-------- TEXTAUSZUG --------
Kohls Witwe geht leer aus
Entschädigung für verstorbenen Altkanzler nicht vererbbar
KÖLN (dpa) - Maike Kohl-Richter hat keinen Anspruch auf eine von Altkanzler Helmut Kohl erstrittene Rekordentschädigung in Höhe von einer Million Euro. Das entschied am Dienstag das Oberlandesgericht Köln. Der Anspruch auf Geldentschädigung wegen nicht autorisierter Zitate in einem Buch sei nicht vererbbar, erläuterte die Vorsitzende Richterin Margarete Reske. Schließlich gehe es darum, dem Geschädigten Genugtuung zu verschaffen, und das sei nur möglich, solange er noch lebe. Kohl war vergangenes Jahr gestorben. Kohls Witwe kündigte an, die Entscheidung vor dem Bundesgerichtshof anzufechten.
Der Altkanzler hatte die Entschädigung kurz vor seinem Tod vom Landgericht Köln zugesprochen bekommen, weil im Buch „Vermächtnis: Die Kohl-Protokolle“unautorisierte Zitate von ihm veröffentlicht worden waren. Das Urteil war aber noch nicht rechtskräftig.
Sie wollte eine Millionen-Entschädigung, geht jetzt aber wohl leer aus. Schlappe für Maike Kohl-Richter am Dienstag vor dem Oberlandesgericht Köln. Die Witwe des Altkanzlers, so das Urteil, hat keinen Anspruch auf die von Helmut Kohl eingeklagte Rekord-Entschädigung von einer Million Euro im Streit mit seinem früheren Biografen Heribert Schwan. Der Anspruch auf das vom früheren CDUChef kurz vor seinem Tod erstrittene Geld sei nicht vererbbar, entschied das Gericht. Kohl-Richter will gegen das Urteil in Revision gehen.
„Die gierige Kohl-Witwe kriegt keinen Cent“, kommentierte Schwan das Urteil. Kohl hatte Schwan 2017 verklagt, weil dieser unautorisierte Zitate des Altkanzlers in seinem Buch „Vermächtnis: Die Kohl-Protokolle“ veröffentlicht hatte. Fünf Millionen Euro Schmerzensgeld wollte der Altkanzler ursprünglich im Streit mit seinem Ghostwriter Heribert Schwan erhalten, forderte Entschädigung dafür, dass der Autor und Journalist ohne seine Zustimmung vertrauliche Äußerungen von ihm über Politiker veröffentlicht hatte.
--------
● ARBEITSAUFTRAG
Wie viel Schmerzensgeld wollte Helmut Kohl laut dem Artikel ursprünglich von Heribert Schwan erhalten? Die Einträge stammen aus einer anderen Quelle als der Artikel.
-------- BEREITGESTELLTES MATERIAL --------
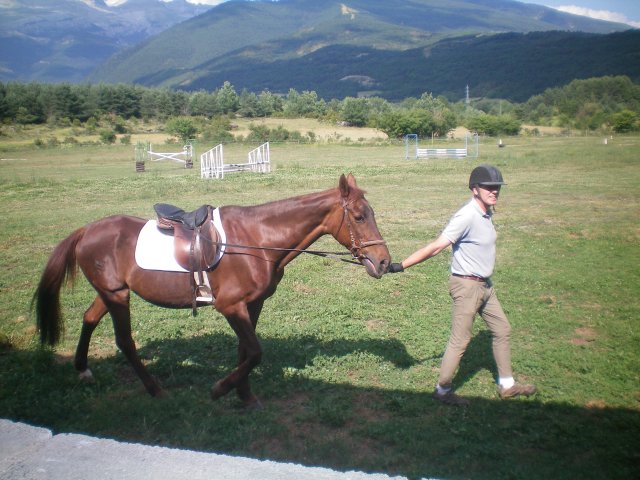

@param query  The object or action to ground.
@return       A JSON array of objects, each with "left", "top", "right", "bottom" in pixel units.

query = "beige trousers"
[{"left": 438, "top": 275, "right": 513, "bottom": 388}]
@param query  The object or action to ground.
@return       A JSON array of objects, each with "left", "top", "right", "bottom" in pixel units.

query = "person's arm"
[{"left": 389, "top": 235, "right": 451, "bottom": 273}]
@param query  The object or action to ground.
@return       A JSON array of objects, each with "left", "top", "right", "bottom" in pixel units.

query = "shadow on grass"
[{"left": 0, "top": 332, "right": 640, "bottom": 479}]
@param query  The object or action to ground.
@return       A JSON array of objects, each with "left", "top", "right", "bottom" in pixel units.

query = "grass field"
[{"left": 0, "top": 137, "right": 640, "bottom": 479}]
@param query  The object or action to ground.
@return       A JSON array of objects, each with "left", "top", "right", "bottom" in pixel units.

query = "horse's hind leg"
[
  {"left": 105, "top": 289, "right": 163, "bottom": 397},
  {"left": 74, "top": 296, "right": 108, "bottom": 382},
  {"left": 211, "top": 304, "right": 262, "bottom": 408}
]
--------
● IHRE ANTWORT
Fünf Millionen Euro.